## JOUW OPDRACHT
Schrijf het stuk uit de tekst over het zondvloedverhaal over dat opent met "b. De zondvloedheld" en sluit met "2-47; J: -; P: -).". Vervang daarin "schip" door "vaartuig".

─── AANGELEVERDE TEKST ───

In deze post-oudbabylonische periode heeft het zondvloedverhaal zich ook verbreid over heel het Nabije Oosten: Syrië-Ugarit (Fragment RS 22, 421), Anatolië-Hattusas (Atrahyasis-fragment KUB VIII 63) en Palestina-Jeruzalem (J-traditie in de bijbel). Ook de babylonische priester Berossus vertelt over de z. in het tweede boek van zijn Babyloniaca. Het eigenlijke zondvloedverhaal verloopt globaal als volgt:
(tussen haakjes de plaats in de verschillende versies [Atr. = Atralyasis; Sum. Z. = sumerisch z.verhaal; Gilg. = Gilgames-epos; J = Jahwist-traditie in de bijbel; P = Priestercodex-traditie in de bijbel] en de grote verschillen, die juist de totaal verschillende theologische benadering markeren):
a. De goden besluiten de z. over de mensheid te brengen (Atr. II vii-viii; Sum. Z. 135-144; Gilg. XI 14-19; J:Gn 6, 5-8: Jahweh; P:Gn 6, 9-12: God).
b. De zondvloedheld verneemt het raadsbesluit van de goden en krijgt opdracht een schip te bouwen en er allerlei levende wezens aan boord te brengen (Atr. III i 11-37; Sum. Z. 145-160; Gilg. XI 20-31; J:Gn 7, 1-5; P:Gn 6, 13-22).
c. De zondvloedheld geeft een schijnreden voor de bouw van de boot op (Atr. III i 38-50; Sum. Z. afgebroken; Gilg. XI 2-47; J: -; P: -).
d. Bouw van het schip met nauwkeurige maten; bezittingen en levende wezens worden aan boord gebracht; periode van één week (Atr. III ii 10-47; Sum. Z. afgebroken; Gilg. XI 48-95; J:Gn 7, 7, 10; P:Gn 7, 13-16a).

─── AANGELEVERD MATERIAAL ───

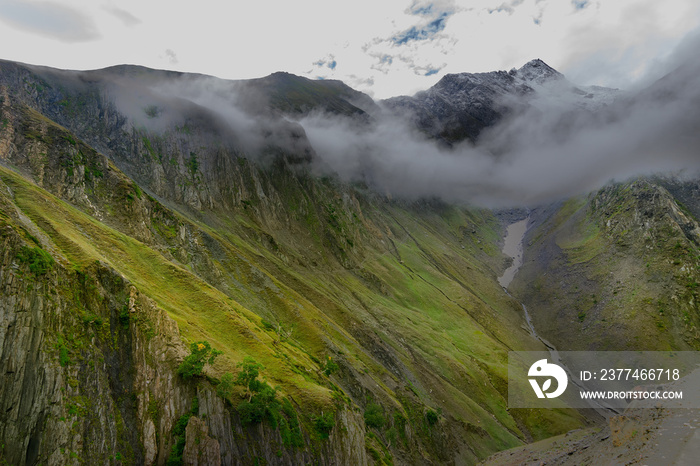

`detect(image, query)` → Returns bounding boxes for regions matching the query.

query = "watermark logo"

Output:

───

## JUISTE ANTWOORD
b. De zondvloedheld verneemt het raadsbesluit van de goden en krijgt opdracht een vaartuig te bouwen en er allerlei levende wezens aan boord te brengen (Atr. III i 11-37; Sum. Z. 145-160; Gilg. XI 20-31; J:Gn 7, 1-5; P:Gn 6, 13-22).
c. De zondvloedheld geeft een schijnreden voor de bouw van de boot op (Atr. III i 38-50; Sum. Z. afgebroken; Gilg. XI 2-47; J: -; P: -).